> **TASK BRIEF**: Copy the lines of the data below word for word, starting at the line that contains "rope is and give its bounding box." and ending with the line that contains "[189,69,263,189]". Include both of those lines.

## Begin TASK MATERIAL

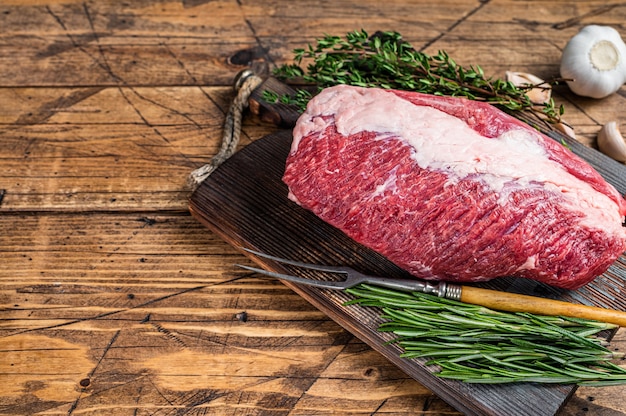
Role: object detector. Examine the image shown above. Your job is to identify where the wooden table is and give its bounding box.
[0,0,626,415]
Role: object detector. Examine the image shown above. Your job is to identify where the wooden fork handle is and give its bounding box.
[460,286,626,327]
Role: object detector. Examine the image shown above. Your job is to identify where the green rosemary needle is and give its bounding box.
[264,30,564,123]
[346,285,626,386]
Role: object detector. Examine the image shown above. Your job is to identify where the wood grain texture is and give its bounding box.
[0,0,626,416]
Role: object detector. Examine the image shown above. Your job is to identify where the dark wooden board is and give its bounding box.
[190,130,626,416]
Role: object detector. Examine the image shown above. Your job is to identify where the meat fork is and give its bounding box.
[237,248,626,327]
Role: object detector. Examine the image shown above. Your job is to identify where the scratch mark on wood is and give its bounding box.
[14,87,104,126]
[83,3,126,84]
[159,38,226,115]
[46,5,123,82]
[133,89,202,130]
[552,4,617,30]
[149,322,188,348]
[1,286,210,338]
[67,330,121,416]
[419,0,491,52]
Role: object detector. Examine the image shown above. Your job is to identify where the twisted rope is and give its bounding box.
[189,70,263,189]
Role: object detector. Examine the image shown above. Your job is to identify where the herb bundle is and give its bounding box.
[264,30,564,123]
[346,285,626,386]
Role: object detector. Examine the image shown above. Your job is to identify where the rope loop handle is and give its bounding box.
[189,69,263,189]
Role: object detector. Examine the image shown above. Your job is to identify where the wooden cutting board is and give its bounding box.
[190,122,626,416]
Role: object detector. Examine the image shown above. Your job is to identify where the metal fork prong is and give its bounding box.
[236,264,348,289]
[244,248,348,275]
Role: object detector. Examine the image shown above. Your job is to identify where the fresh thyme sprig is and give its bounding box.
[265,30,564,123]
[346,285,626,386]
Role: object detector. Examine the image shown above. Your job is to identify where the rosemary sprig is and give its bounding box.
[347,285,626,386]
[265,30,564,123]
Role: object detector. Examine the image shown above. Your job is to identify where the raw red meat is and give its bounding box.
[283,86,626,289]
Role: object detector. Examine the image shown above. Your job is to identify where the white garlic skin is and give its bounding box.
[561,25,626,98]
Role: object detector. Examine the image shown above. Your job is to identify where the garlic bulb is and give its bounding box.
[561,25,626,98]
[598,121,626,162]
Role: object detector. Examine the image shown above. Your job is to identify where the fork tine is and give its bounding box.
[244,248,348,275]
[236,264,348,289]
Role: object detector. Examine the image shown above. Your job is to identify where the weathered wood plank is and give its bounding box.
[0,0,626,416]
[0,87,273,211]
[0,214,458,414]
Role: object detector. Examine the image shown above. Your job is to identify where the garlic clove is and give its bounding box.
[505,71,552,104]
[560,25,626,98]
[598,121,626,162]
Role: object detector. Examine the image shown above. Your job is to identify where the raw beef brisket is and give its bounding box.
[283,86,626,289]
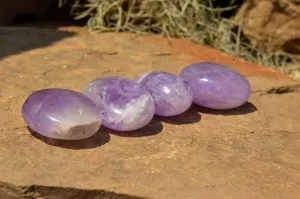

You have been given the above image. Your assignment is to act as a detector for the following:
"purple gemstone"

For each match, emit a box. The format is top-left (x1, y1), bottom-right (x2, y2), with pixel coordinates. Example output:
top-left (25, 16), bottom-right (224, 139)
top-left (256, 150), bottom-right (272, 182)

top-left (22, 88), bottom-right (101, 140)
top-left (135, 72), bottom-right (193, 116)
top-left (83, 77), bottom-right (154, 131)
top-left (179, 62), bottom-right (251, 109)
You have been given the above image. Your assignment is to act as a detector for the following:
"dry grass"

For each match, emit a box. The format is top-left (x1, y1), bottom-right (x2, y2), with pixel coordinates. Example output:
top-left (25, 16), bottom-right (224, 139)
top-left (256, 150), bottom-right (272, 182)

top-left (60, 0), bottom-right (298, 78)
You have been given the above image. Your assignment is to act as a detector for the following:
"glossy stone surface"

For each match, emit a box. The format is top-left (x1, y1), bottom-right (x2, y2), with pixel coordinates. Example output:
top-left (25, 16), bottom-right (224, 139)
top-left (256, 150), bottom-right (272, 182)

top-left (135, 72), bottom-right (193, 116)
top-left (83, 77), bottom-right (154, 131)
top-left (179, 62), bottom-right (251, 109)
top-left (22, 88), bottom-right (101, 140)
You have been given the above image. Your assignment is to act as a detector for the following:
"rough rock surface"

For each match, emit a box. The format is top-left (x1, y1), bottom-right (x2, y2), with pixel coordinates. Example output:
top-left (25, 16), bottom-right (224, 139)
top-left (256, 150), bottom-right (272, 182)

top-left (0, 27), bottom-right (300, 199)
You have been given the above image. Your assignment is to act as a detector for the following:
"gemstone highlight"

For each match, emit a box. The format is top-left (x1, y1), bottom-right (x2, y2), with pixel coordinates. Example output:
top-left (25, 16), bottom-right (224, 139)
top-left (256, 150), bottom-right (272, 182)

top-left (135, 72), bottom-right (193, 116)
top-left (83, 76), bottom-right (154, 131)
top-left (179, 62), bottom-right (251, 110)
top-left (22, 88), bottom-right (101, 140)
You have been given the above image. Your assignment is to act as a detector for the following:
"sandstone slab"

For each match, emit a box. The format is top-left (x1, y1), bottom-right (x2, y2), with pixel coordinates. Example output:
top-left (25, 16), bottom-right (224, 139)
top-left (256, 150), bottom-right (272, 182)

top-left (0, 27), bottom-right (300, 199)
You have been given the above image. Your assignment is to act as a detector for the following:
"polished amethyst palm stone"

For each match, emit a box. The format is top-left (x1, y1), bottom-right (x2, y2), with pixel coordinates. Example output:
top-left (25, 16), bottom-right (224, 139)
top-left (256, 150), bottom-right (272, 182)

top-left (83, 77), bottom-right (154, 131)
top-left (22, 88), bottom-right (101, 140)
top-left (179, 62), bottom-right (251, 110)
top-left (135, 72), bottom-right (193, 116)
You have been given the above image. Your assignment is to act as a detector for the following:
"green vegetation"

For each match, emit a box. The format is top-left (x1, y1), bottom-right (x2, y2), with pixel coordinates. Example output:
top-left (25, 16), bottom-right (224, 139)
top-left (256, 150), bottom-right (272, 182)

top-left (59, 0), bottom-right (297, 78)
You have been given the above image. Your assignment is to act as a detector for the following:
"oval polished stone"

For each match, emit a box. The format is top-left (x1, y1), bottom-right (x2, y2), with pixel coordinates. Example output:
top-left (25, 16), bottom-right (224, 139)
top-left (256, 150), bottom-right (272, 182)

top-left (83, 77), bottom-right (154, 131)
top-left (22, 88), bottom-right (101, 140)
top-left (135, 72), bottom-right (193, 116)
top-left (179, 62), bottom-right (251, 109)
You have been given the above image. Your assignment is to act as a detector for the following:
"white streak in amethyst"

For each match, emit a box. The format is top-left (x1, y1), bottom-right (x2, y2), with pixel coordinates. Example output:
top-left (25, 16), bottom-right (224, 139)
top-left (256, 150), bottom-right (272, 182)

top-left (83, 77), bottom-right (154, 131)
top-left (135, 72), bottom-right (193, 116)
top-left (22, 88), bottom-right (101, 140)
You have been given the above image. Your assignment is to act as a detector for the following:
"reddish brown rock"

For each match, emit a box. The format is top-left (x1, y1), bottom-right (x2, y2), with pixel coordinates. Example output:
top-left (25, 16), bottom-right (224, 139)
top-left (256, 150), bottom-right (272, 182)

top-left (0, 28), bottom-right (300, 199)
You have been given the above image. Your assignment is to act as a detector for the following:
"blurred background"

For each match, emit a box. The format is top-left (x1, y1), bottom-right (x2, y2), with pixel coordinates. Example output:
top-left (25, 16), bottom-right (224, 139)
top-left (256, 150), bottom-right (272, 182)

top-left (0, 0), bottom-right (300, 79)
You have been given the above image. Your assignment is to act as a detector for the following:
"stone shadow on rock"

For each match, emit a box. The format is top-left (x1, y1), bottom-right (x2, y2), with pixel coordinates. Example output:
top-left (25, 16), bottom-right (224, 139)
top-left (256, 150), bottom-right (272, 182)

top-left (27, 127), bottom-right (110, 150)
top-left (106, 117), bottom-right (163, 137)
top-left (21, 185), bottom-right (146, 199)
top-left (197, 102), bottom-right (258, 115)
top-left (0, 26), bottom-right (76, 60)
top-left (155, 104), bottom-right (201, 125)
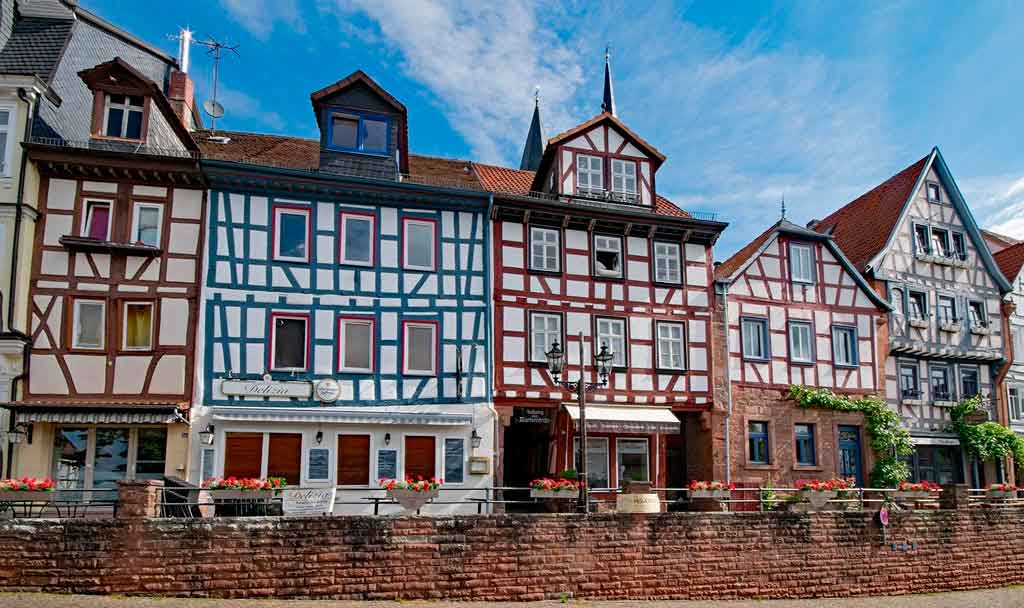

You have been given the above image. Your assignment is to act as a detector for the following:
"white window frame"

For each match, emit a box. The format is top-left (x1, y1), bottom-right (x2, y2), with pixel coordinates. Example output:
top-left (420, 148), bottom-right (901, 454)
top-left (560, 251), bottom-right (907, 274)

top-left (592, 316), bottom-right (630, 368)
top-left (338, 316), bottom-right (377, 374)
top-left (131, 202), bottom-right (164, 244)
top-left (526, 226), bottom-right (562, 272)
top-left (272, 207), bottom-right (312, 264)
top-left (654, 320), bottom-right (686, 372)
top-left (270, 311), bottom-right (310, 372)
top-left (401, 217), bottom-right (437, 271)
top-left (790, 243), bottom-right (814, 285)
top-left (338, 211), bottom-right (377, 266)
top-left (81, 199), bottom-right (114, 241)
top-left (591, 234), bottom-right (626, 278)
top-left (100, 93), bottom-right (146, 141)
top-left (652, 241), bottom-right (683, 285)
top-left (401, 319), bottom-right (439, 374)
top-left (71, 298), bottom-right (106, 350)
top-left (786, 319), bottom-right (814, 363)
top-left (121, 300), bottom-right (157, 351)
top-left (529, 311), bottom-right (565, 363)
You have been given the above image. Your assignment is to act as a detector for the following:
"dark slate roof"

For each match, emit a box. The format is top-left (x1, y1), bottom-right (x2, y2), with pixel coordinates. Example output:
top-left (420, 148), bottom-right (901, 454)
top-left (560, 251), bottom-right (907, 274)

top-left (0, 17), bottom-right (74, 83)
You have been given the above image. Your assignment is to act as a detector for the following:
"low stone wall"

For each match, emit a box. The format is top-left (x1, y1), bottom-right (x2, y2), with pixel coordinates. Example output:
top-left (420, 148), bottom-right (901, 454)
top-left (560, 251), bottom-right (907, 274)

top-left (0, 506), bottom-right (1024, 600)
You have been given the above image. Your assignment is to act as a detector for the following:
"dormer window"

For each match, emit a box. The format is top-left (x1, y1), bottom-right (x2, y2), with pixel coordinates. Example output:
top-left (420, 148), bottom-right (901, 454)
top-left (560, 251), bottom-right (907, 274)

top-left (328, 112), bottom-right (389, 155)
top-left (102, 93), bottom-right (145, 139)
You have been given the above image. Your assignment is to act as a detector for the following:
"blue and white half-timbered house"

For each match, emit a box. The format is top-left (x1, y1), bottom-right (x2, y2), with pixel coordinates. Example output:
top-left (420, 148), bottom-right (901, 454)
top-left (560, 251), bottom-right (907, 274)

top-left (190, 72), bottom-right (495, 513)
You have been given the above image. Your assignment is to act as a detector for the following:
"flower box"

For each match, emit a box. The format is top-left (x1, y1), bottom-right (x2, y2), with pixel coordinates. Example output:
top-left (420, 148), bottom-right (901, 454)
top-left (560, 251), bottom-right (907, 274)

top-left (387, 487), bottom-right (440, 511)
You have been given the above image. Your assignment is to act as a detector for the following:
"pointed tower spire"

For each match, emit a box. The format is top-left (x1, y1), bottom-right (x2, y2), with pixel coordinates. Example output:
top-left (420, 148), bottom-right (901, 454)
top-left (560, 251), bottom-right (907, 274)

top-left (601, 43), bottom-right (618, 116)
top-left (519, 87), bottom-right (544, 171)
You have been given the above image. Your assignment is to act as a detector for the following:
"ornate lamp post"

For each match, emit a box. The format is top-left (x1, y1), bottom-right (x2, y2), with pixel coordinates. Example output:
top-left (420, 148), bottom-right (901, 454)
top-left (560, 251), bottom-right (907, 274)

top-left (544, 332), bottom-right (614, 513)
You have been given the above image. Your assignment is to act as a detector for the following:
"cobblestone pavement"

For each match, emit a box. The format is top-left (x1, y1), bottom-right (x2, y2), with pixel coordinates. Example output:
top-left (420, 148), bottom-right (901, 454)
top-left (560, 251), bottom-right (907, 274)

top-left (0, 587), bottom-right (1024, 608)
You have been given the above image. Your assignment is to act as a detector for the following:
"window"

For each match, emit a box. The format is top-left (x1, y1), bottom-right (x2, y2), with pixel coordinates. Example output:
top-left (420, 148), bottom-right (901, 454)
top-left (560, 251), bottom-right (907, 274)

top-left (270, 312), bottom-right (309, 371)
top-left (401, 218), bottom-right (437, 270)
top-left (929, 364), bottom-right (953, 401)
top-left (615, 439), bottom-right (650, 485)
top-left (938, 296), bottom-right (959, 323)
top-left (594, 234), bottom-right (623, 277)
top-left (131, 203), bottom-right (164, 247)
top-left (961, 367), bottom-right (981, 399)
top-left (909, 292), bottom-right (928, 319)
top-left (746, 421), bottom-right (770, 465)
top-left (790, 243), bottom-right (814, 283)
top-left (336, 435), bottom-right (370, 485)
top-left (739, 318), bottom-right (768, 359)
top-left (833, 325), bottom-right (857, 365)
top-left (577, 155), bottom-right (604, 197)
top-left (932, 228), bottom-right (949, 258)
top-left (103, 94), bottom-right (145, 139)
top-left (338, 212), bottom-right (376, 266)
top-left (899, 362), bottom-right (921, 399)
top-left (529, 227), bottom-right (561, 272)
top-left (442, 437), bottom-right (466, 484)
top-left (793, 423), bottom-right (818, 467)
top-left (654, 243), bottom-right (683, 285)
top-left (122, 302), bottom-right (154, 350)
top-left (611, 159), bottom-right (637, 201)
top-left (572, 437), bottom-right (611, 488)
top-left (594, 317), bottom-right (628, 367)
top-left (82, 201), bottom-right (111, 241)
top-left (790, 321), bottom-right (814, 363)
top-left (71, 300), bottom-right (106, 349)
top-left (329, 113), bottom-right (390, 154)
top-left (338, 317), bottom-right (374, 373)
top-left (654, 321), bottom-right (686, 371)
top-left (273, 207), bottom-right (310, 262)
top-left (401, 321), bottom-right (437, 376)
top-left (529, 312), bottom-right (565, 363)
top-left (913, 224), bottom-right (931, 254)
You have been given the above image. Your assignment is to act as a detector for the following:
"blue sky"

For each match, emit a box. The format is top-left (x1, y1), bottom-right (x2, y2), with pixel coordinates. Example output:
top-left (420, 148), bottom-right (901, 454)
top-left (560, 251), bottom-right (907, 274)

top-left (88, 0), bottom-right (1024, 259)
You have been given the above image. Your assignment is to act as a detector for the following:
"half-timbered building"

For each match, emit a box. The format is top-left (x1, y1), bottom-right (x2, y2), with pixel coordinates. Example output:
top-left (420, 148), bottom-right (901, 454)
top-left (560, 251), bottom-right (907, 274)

## End TASK MATERIAL

> **COMPLETE ANSWER**:
Role: object detector. Examine the image shown above. Your job is to identify where the twisted rope is and give its bounding box.
[189,70,263,189]
Role: object detector. Examine the image shown above. Your job is to identify where the herb bundle is and give its bounding box.
[264,30,564,123]
[346,285,626,386]
Role: object detector. Examine the image shown above. Your job is to identify where the rope loop handle is and give its bounding box.
[189,69,263,189]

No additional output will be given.